**What the task asks**
Reproduce the records below exactly, but only between the lines holding "Would you be able to point at the recessed" and "Would you be able to point at the cabinet", inclusive.

**Supplied data**
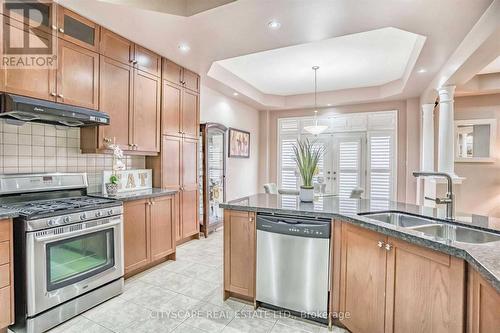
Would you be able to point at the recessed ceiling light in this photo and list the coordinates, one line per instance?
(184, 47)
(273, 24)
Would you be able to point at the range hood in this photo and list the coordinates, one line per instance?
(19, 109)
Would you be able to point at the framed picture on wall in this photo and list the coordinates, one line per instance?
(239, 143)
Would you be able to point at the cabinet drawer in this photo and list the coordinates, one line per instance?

---

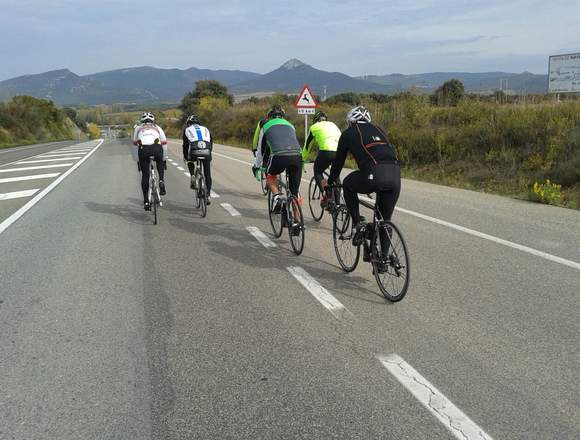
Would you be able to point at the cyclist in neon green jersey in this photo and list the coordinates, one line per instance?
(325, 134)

**Response box**
Would you be able to point at the recessed ceiling light in this photo and list the coordinates, one line per instance?
(184, 47)
(273, 24)
Would you be able to point at the range hood in this photo and list the coordinates, one line per instance?
(19, 109)
Would you be able to point at the framed picture on wall in this photo and list the coordinates, one line per instance?
(239, 143)
Would you be able to point at the cabinet drawer in this photo and list the coordinates, one line per instance?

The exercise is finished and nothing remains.